MATERIAL —

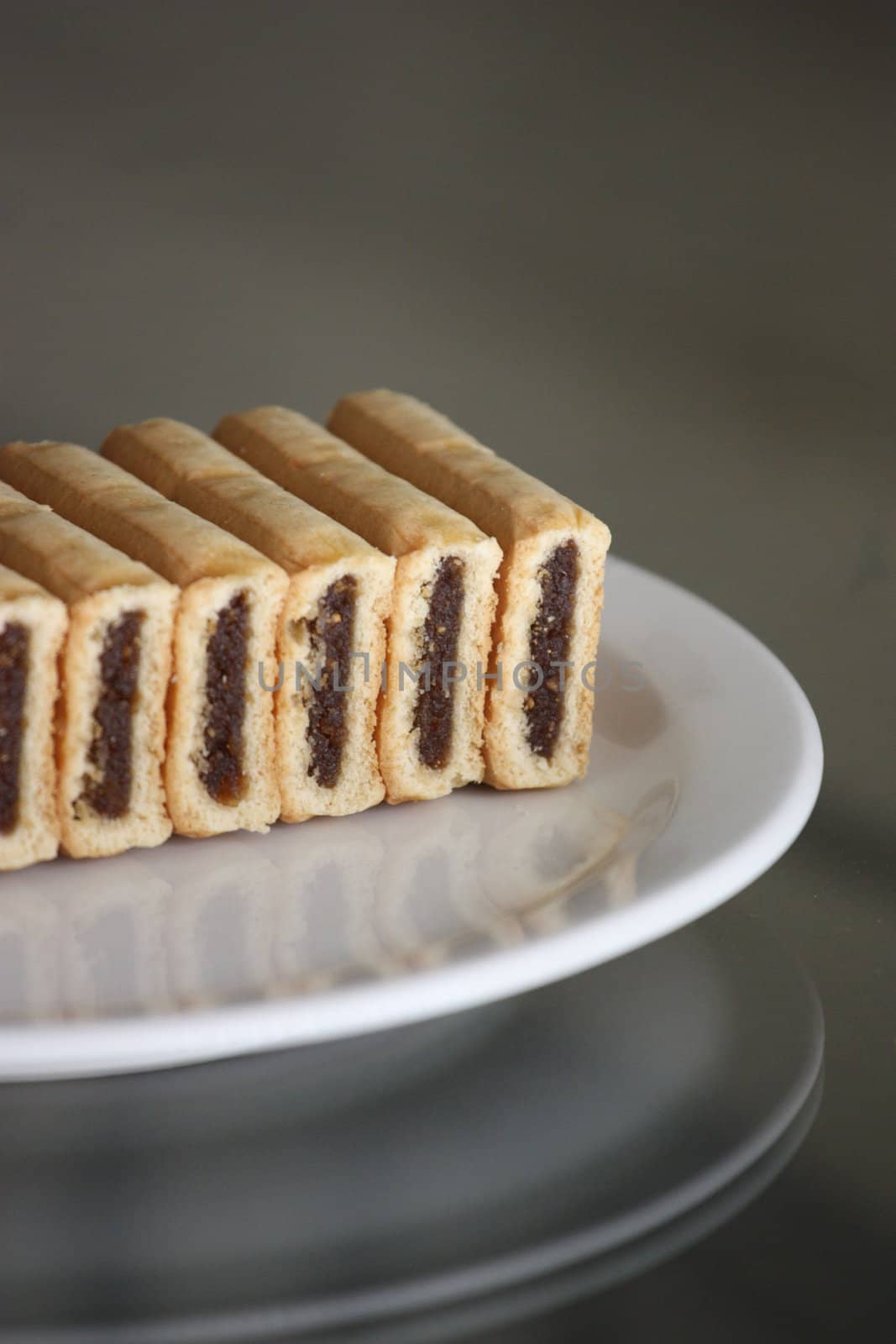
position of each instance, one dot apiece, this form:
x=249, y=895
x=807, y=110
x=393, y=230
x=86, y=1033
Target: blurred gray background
x=644, y=250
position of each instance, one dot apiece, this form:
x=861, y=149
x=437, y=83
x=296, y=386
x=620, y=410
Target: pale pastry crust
x=419, y=533
x=211, y=568
x=97, y=586
x=530, y=521
x=315, y=551
x=35, y=832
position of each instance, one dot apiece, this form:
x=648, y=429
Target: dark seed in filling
x=434, y=709
x=13, y=679
x=107, y=792
x=331, y=635
x=550, y=643
x=222, y=765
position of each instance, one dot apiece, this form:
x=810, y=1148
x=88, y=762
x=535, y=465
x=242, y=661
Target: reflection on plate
x=562, y=1137
x=700, y=779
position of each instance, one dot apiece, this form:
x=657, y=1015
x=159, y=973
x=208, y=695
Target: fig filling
x=550, y=644
x=107, y=790
x=222, y=764
x=434, y=709
x=13, y=680
x=331, y=636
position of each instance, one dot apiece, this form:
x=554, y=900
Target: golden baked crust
x=317, y=553
x=212, y=569
x=188, y=467
x=421, y=534
x=35, y=831
x=320, y=468
x=125, y=512
x=531, y=521
x=412, y=440
x=98, y=585
x=60, y=557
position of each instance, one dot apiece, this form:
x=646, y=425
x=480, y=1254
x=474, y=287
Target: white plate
x=700, y=780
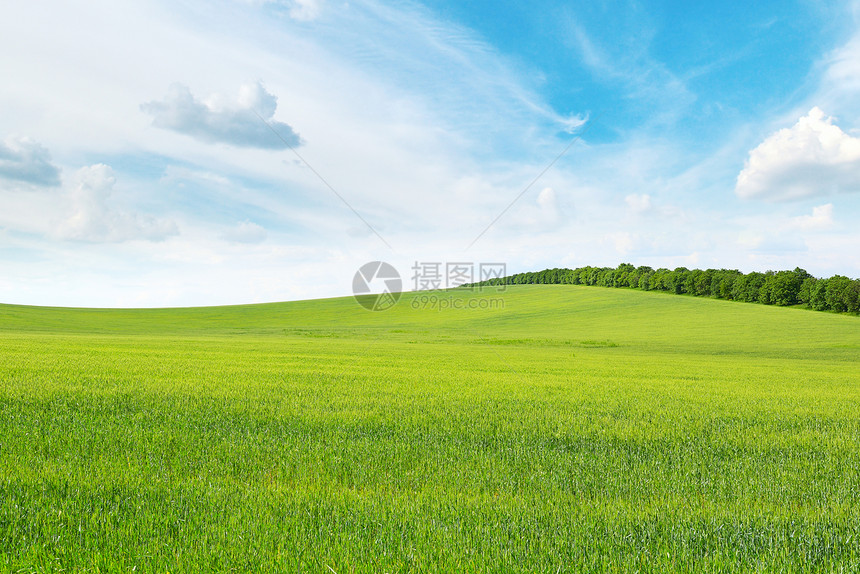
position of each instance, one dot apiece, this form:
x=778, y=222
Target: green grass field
x=576, y=429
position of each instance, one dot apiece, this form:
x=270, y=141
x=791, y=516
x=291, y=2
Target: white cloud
x=305, y=10
x=639, y=203
x=93, y=219
x=812, y=158
x=22, y=159
x=821, y=218
x=245, y=232
x=241, y=124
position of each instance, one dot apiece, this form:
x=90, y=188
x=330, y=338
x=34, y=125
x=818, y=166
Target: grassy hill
x=566, y=428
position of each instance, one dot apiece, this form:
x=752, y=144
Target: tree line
x=838, y=293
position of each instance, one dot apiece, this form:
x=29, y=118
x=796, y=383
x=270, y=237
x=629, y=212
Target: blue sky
x=237, y=151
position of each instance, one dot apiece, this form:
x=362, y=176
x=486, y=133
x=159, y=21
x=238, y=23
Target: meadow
x=570, y=429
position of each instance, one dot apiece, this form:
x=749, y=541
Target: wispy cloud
x=245, y=232
x=821, y=218
x=25, y=160
x=94, y=219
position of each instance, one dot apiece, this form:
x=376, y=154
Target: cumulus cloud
x=219, y=121
x=821, y=218
x=22, y=159
x=812, y=158
x=94, y=220
x=245, y=232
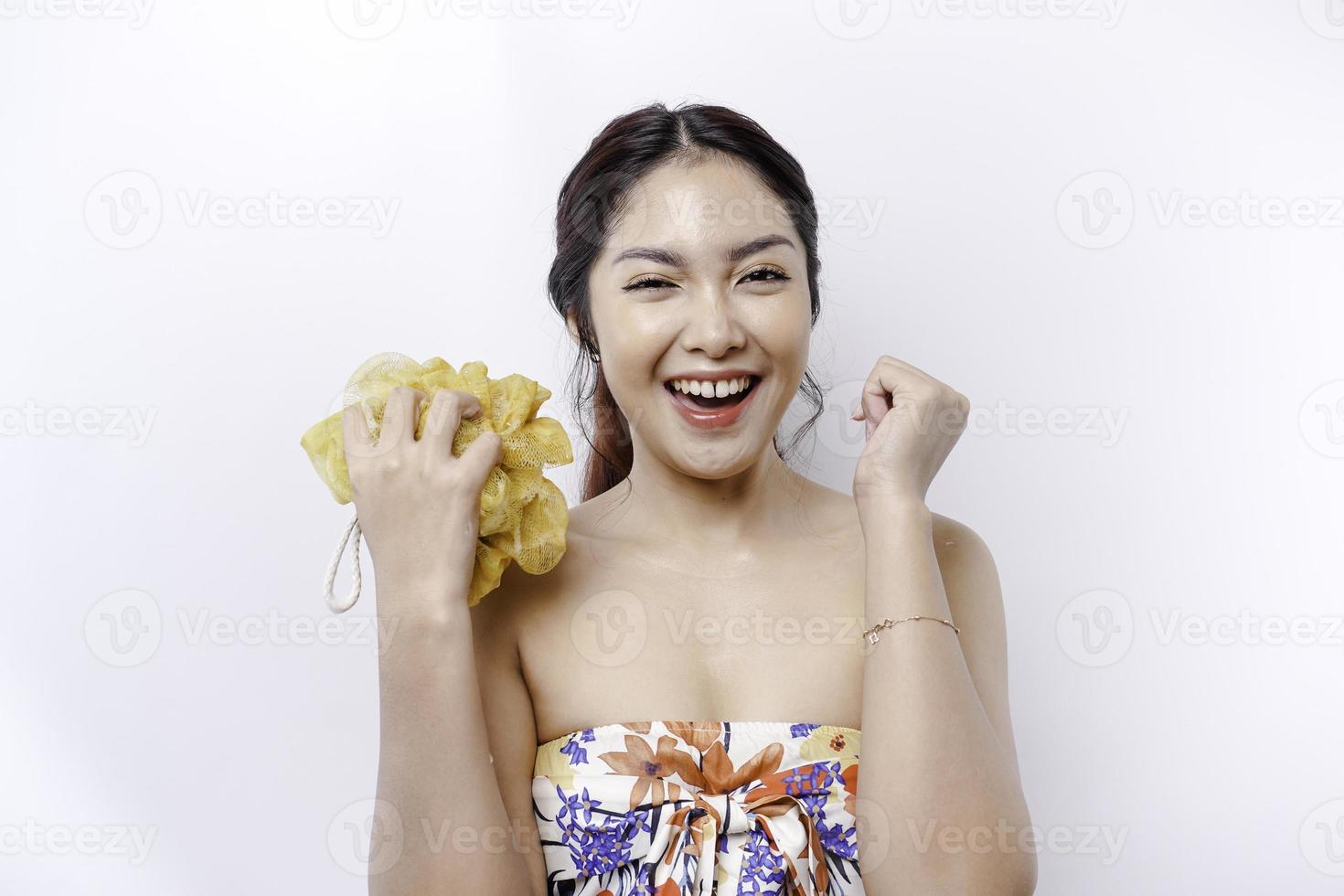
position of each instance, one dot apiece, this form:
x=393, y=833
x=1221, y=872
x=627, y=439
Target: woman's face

GIVEN INSTRUCTION — Which lines of the entries above contain the word "crust"? List each of those lines in full.

THE COMPLETED TASK —
Target: pale pastry crust
Target: golden baked crust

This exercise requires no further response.